◆ Directions for this task ◆
Pictures don't belong in the copy; print all the records exactly.

◆ Recorded data ◆
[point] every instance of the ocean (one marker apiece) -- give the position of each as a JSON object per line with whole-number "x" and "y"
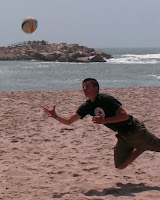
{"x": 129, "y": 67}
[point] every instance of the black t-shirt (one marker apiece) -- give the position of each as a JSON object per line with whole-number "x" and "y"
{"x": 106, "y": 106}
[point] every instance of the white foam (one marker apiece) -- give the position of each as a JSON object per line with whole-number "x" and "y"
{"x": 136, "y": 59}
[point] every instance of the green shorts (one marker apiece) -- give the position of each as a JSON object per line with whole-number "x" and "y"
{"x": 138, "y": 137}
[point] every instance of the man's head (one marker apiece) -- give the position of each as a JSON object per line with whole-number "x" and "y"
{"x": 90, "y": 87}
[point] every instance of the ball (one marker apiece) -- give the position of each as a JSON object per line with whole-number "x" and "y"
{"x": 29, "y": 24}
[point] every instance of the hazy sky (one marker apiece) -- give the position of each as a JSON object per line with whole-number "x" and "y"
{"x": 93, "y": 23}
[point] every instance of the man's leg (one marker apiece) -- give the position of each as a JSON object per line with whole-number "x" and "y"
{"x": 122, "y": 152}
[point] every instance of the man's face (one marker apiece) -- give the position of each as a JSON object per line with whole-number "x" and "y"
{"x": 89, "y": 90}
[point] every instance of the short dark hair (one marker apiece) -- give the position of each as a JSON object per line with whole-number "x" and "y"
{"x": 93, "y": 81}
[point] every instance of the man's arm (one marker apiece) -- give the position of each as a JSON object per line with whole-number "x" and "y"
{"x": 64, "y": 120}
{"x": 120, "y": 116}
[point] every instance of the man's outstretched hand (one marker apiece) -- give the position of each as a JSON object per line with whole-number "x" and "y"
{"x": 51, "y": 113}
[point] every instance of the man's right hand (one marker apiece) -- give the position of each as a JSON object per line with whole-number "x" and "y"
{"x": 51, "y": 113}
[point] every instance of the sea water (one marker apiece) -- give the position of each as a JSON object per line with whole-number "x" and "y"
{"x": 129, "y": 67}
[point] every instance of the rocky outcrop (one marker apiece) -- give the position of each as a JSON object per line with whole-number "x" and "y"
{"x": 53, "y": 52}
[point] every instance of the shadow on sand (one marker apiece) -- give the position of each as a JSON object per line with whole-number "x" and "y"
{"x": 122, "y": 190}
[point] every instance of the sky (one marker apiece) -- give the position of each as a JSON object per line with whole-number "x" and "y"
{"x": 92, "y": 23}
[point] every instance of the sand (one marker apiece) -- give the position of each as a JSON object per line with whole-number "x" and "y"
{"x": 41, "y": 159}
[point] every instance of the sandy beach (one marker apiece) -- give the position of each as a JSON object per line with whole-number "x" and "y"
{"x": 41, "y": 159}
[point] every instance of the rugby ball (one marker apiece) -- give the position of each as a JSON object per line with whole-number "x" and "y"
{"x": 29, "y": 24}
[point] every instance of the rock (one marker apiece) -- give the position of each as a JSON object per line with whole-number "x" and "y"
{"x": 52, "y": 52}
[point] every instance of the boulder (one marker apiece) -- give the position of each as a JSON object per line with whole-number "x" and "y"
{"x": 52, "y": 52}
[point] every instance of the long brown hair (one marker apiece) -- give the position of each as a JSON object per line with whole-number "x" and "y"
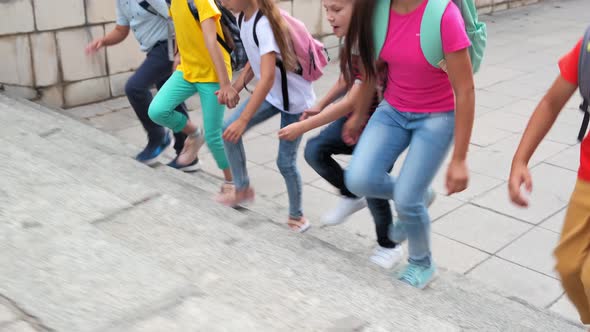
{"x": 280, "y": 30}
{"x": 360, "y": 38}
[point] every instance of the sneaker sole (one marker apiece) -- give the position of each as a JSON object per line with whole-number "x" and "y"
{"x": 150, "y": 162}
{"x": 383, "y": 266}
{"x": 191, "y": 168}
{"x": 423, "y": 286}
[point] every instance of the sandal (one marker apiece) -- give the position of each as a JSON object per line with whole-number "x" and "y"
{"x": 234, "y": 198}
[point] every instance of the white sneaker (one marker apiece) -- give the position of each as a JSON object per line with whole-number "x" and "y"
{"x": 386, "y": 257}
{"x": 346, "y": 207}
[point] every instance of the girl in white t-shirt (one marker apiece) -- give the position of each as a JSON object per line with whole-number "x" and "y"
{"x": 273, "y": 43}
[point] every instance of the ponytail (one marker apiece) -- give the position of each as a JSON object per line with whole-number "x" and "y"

◆ Response to the task ◆
[point] every instance of the ocean (one marker apiece) -- give the position of each as a JSON object per line with whole-number "x" and "y"
{"x": 129, "y": 67}
[point] every instance of the black t-shirt (one marker apiece) -- give the position of each as a JSON object per line with whole-number "x" and "y"
{"x": 106, "y": 106}
[point] every instance of the white foam (one marker apiece) -- give the position of each as a JSON object per line with whole-number "x" and "y"
{"x": 136, "y": 59}
[point] every instance of the green shorts (one marker apiece) -- give the position of each as a JSON object per line with whole-number "x" and "y"
{"x": 138, "y": 137}
[point] every instance of the man's head (one marker apiece) -- give the position of each as a JSON object per line with whole-number "x" and "y"
{"x": 90, "y": 87}
[point] every instance of the ball (one marker apiece) -- give the position of each as a JSON object per line with whole-number "x" and "y"
{"x": 29, "y": 24}
[point] every instance of the hazy sky (one marker apiece) -- give the position of each as a JSON object per line with whole-number "x" and "y"
{"x": 93, "y": 23}
[point] every instance of the man's leg (one marker apiece) -- give the position of each as a JSON object per line with whole-number "x" and "y"
{"x": 122, "y": 152}
[point] every instance of the man's face (one marker apiece) -- give the position of each as a JSON object per line with whole-number "x" and "y"
{"x": 89, "y": 90}
[point] every instance of the short dark hair (one marker apiece) -- give the position of each as a JSON object per line with whole-number "x" and "y"
{"x": 93, "y": 81}
[point] every instance of the man's arm (one marker apiece) -- give the position of each as a JSON object per line with whole-number "x" and "y"
{"x": 64, "y": 120}
{"x": 120, "y": 116}
[point] every instance of the man's outstretched hand (one marker apiece) -- give the position of each as a JSON object per line with whole-number "x" and "y"
{"x": 51, "y": 113}
[point] every instance of the man's right hand (one marker apiece) -- give the position of each as a JSON object per line with whole-number "x" and "y"
{"x": 51, "y": 113}
[point] every instance of the sea water (one marker apiece) -- give the position of each as a JSON object per line with whole-number "x" and "y"
{"x": 129, "y": 67}
[point] every instance of the rocky outcrop (one marker apiece) -- give the position of each as a JSON object per line with whole-number "x" and "y"
{"x": 53, "y": 52}
[point] every instance of the shadow on sand (one marker apiece) -- give the position of each as a JSON object per line with whole-number "x" and "y"
{"x": 122, "y": 190}
[point] every instance of the sky (one marker apiece) -- give the position of each as a JSON object per line with whole-number "x" and "y"
{"x": 92, "y": 23}
[point] every instance of the sand (one marker apiece) -- give the position of each as a JSON object per line with whole-number "x" and "y"
{"x": 41, "y": 159}
[point] every instance of the sandy beach (one marker apiece) -- give the position of each as a JSON object per line with whole-number "x" and "y"
{"x": 41, "y": 159}
[point] every instance of the rugby ball (one marker apiece) -- give the position of each as a JSON object per line with whole-number "x" and "y"
{"x": 29, "y": 24}
[point] every instance of the rock (one marker apiece) -- give the position of each as a JSON object per line with whole-number "x" and "y"
{"x": 52, "y": 52}
[point] every instance of the boulder (one marker apiece) -- give the position of each as a JSON object per line with whole-number "x" and "y"
{"x": 52, "y": 52}
[point] every instance of the long brown hair (one marker apiece) -- give the position of each as a JSON object per line with whole-number "x" and "y"
{"x": 280, "y": 30}
{"x": 360, "y": 38}
[point] every instance of the sneaker sole (one marker apiece) -- give the position of each as a JSON object per line with whole-number "x" and "y"
{"x": 150, "y": 162}
{"x": 383, "y": 266}
{"x": 191, "y": 168}
{"x": 423, "y": 286}
[point] every instance of the sandal (one marker apiece) -- give the position of each as a JSON object per line with whole-number "x" and "y"
{"x": 234, "y": 198}
[point] every instance of the white sneaker (one marker apiece) -- give the position of each as a JSON object per line with whole-number "x" and "y"
{"x": 386, "y": 257}
{"x": 346, "y": 207}
[point] every instance of the girl in white t-shirt (one marker apiece) -- give the position of each as a JSON object per line with whole-number "x" and "y"
{"x": 273, "y": 43}
[point] every instance of the ponytail (one marker apiece) -- give the position of each as a JSON object per line with whole-number "x" and "y"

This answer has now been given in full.